= Work instructions =
What must be handed in is the entire listing, exactly as written, with no pictures.

BEGIN Input data

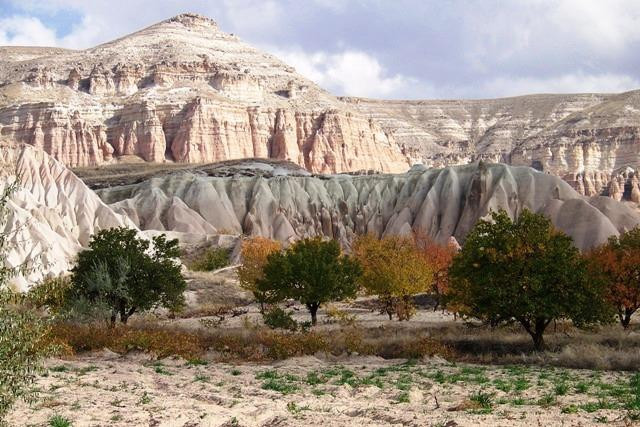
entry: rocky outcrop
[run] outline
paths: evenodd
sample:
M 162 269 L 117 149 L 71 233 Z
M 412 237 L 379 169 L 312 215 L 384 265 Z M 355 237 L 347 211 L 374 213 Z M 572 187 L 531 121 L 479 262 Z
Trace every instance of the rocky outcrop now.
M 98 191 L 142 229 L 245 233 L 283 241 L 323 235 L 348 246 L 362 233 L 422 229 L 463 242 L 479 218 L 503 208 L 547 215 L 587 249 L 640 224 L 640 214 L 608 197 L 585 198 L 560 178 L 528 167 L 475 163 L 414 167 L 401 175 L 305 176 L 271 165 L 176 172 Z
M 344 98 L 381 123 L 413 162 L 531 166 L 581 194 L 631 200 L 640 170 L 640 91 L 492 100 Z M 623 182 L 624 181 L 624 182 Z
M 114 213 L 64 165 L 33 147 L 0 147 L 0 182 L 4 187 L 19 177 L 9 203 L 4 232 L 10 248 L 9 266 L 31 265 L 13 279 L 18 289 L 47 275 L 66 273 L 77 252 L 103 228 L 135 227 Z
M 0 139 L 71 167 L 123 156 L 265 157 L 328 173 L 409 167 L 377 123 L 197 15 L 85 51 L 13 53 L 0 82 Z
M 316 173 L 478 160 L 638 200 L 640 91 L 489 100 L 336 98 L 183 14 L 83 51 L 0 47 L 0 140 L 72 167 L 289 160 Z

END Input data

= Written answer =
entry: rocky outcrop
[run] outline
paths: evenodd
sample:
M 162 269 L 117 149 L 71 233 Z
M 412 237 L 379 169 L 312 215 L 384 265 Z M 355 237 L 347 211 L 374 213 Z M 572 187 L 531 121 L 479 262 Z
Trace every instance of the rocky outcrop now.
M 98 191 L 142 229 L 245 233 L 283 241 L 323 235 L 348 246 L 362 233 L 422 229 L 463 242 L 479 218 L 503 208 L 547 215 L 587 249 L 640 224 L 640 214 L 608 197 L 585 198 L 560 178 L 528 167 L 475 163 L 414 167 L 401 175 L 305 176 L 271 165 L 176 172 Z
M 344 98 L 381 123 L 413 162 L 531 166 L 581 194 L 631 200 L 640 170 L 640 91 L 492 100 Z M 623 182 L 624 181 L 624 182 Z
M 114 213 L 64 165 L 33 147 L 0 147 L 0 182 L 4 187 L 19 177 L 9 203 L 4 232 L 10 248 L 9 266 L 31 265 L 13 279 L 18 289 L 47 275 L 66 273 L 77 252 L 103 228 L 135 227 Z
M 0 139 L 71 167 L 123 156 L 265 157 L 328 173 L 409 167 L 377 123 L 197 15 L 85 51 L 13 53 L 0 82 Z
M 316 173 L 478 160 L 638 200 L 640 91 L 489 100 L 336 98 L 183 14 L 83 51 L 0 47 L 0 140 L 72 167 L 289 160 Z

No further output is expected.